» **Testo estratto**
(Paolo Ercolani, Filosofo, Università di Urbino “Carlo Bo” – ilfattoquotidiano) – La notizia è che Alessandro Di Battista sta lavorando a un’associazione culturale – che sì, lo ammette lui stesso, potrà essere un movimento politico e misurarsi nell’agone elettorale. Ma non è lo scopo principale. In primo luogo perché lui non crede all’attuale democrazia rappresentativa (definita “un imbroglio, una finzione che sta arrivando al capolinea poiché il cittadino percepisce chiaramente che il suo voto non conta nulla”). In secondo luogo perché Gianroberto Casaleggio gli ha insegnato l’arte della pazienza e del momento giusto, del costruire con cura le fondamenta prima di insediarsi nei piani alti (“se avessi dato retta alle molte proposte che ho ricevuto, oggi sarei fra quelli bruciati e di cui la gente non si fida più”).
Questo signore – piaccia o meno – non le manda a dire. Ho potuto ascoltarlo dal vivo e sottoporgli una domanda insidiosa, durante il Festival Libropolis di Pietrasanta (Lucca). Una realtà aperta, mai genuflessa al mainstream, in cui non si trovano i soliti nomi imposti dal politicamente corretto e in cui, piuttosto, la sorpresa e l’argomento insolito ma provocante sono dietro ogni angolo. Senza mai perdere la serietà né l’autorevolezza.
In questo contesto Alessandro Di Battista è stato invitato per un “uno contro tutti”, cioè l’occasione per il pubblico presente di sottoporgli ogni questione senza limiti o pregiudizi. Un uno contro tutti che questo formidabile talento della politica ha trasformato in un (quasi) tutti per lui. Sì, dopo averlo osservato bene dal vivo – e senza essere mai stato un sostenitore del Movimento 5 stelle, specie nella sua frangia più estremista (o populista che dir si voglia) – posso affermare di essermi trovato di fronte a un signore capace come nessun altro di trasformare in consensi e applausi qualunque sua affermazione, anche la più discutibile.

» **Estratto dei dati**
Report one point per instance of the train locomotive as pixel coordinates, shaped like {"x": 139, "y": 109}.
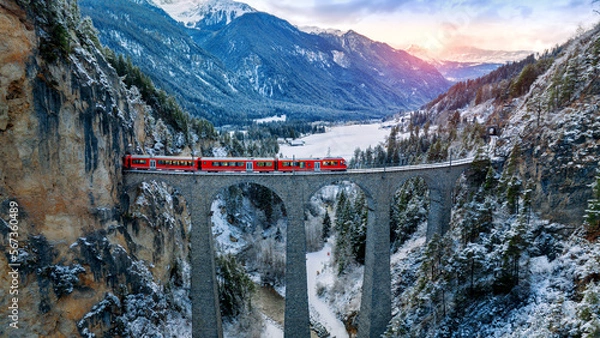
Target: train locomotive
{"x": 233, "y": 164}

» **Consegna**
Prosegui l'articolo su Alessandro Di Battista a partire dall'ultima frase riportata, mantenendone tono e stile.

» **Risultato**
In una parola si tratta di carisma, che deriva dal greco antico “kharis” (grazia). La si può alimentare e dirigere in direzioni più o meno opportune, ma fondamentalmente si tratta di una dote con cui si nasce. Non è tanto una dote oratoria (Di Battista parla bene ma non è Pericle), né in senso stretto politica (perché finora si è tenuto ben lontano dal dimostrare cosa può fare di concreto per migliorare la società attuale). Al momento è un talento, una straordinaria potenzialità che non vedo in nessuno dei leader politici attualmente in campo.
Insomma, se il primo partito italiano è quello dell’astensione, e se molti di coloro che hanno comunque espresso il proprio voto lo hanno fatto turandosi il naso, Alessandro Di Battista ha parecchie delle carte in regola che servono per dare la sterzata a un sistema politico perlopiù inviso, stagnante e incapace di reagire allo strapotere della finanza.
Il problema è che per ora sembrano carte individuali, legate esclusivamente alla sua persona e alle straordinarie doti comunicative di cui sopra. Non che Di Battista non abbia espresso posizioni politiche: contro la guerra in Ucraina e l’ipocrisia di una Nato che colpisce le ingiustizie soltanto quando gli fa comodo (lasciando fare a Israele il bello e cattivo tempo contro i palestinesi invasi). A favore di una democrazia diretta sul modello svizzero, in cui i cittadini siano chiamati a partecipare fattivamente alle decisioni governative tramite l’ausilio delle tecnologie mediatiche (vecchio pallino di Casaleggio senior). Sostenitore del fatto che viviamo in un mondo capovolto, dove si parla di dare il premio Nobel al belligerante Zelensky (cameriere della Nato) e si incarcera Julian Assange, paladino e martire della verità.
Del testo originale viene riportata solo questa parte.